Dataset extract:
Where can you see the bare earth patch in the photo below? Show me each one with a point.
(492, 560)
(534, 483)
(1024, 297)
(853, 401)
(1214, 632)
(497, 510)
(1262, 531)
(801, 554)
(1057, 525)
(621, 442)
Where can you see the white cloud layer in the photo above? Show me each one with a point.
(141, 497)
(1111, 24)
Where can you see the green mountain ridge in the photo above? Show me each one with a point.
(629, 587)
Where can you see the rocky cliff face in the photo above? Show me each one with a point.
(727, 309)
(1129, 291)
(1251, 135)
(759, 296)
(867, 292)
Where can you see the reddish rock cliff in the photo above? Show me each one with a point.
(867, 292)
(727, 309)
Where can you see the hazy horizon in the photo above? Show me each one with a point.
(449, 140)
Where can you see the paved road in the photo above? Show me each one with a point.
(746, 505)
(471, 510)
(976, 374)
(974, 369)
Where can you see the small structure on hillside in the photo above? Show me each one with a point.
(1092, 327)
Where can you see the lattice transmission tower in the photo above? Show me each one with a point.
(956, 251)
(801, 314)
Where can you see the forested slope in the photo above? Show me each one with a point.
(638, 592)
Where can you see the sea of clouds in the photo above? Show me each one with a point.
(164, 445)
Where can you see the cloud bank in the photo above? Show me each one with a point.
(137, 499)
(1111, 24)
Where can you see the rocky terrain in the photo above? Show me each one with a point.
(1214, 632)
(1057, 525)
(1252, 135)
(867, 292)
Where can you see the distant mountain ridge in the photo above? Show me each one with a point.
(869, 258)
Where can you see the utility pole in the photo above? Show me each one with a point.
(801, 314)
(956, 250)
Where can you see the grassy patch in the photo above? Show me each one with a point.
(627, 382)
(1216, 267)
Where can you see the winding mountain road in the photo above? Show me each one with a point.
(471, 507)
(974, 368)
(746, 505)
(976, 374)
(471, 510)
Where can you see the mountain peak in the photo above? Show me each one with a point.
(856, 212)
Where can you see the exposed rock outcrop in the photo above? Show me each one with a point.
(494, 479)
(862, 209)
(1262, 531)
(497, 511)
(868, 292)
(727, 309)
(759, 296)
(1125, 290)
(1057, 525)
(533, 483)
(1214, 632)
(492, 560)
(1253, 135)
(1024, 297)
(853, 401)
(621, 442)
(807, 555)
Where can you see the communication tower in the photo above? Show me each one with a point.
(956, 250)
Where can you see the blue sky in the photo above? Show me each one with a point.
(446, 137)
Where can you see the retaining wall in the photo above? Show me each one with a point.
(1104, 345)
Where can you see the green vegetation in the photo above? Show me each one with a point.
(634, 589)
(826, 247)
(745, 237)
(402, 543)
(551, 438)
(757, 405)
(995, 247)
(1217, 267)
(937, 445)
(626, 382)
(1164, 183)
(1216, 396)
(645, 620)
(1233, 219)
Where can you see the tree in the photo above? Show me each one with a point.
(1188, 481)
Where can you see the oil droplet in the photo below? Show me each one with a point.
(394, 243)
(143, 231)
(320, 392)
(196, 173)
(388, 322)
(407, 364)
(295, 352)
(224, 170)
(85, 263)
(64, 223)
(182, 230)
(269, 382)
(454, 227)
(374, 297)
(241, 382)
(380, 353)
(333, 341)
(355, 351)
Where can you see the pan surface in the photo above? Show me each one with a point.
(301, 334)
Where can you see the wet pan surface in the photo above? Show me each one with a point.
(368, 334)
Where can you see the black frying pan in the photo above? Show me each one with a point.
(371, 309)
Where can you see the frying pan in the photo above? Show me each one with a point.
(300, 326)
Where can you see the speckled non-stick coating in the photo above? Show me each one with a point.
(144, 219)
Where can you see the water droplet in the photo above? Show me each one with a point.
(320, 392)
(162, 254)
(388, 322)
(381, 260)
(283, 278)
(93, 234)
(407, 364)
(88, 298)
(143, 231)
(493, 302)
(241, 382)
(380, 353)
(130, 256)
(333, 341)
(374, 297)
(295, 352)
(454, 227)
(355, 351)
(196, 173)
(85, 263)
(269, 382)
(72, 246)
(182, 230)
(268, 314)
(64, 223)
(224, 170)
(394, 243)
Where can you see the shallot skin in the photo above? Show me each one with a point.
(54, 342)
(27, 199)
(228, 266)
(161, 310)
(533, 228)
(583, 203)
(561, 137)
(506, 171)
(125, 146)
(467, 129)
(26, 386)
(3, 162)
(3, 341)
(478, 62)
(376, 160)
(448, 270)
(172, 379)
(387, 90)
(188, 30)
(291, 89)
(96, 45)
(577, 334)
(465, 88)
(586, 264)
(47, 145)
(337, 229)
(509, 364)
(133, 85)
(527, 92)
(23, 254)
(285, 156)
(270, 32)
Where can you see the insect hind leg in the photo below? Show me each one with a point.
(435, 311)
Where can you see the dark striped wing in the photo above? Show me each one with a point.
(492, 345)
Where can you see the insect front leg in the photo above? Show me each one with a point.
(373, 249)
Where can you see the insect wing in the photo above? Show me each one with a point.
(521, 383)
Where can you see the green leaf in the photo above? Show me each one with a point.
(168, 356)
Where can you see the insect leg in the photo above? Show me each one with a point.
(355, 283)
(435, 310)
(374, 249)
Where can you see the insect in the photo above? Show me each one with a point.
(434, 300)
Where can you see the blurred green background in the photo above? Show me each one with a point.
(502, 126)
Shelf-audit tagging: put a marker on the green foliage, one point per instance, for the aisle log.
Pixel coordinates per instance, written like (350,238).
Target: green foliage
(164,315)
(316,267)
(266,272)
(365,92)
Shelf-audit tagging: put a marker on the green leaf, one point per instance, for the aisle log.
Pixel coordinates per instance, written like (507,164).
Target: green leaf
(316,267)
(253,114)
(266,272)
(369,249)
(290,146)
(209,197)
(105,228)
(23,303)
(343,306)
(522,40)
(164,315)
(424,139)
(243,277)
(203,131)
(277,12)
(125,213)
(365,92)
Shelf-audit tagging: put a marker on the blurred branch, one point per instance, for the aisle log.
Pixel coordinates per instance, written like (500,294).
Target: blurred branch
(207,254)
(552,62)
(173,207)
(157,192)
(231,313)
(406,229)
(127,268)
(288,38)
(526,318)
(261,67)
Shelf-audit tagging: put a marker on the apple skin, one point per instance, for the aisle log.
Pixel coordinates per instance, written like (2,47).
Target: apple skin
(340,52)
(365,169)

Work instructions: Each line of the listing above that includes the word "tagging" should be copied.

Response for this exercise:
Shelf-audit tagging: put a marker on the green foliage, one point per instance, for the aisle log.
Shelf-audit tagging: put a marker on the green leaf, one point per instance, for the aisle log.
Shelf-audit tagging: put a marker on the blurred branch, one point per instance, for the aisle log.
Shelf-audit tagging: put a marker on the apple skin, one point per instance, for the aisle log.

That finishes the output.